Records from a data collection |
------------------------------------------------------------

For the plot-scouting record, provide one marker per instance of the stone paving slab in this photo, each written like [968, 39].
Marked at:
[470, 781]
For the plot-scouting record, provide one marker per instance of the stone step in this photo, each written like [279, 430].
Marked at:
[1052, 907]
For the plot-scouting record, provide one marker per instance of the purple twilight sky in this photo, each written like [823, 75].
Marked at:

------------------------------------------------------------

DIRECTIONS | Reproduce the lines of the entries above exactly, but only from the line containing "like [279, 430]." through the final line.

CORRECT RESPONSE |
For the plot-scouting record, provide one marker per instance of the stone step in this photo, each written like [279, 430].
Marked at:
[1052, 907]
For the plot-scouting record, provide one marker per instance of the purple twilight sky in this photo, each written like [823, 75].
Marked at:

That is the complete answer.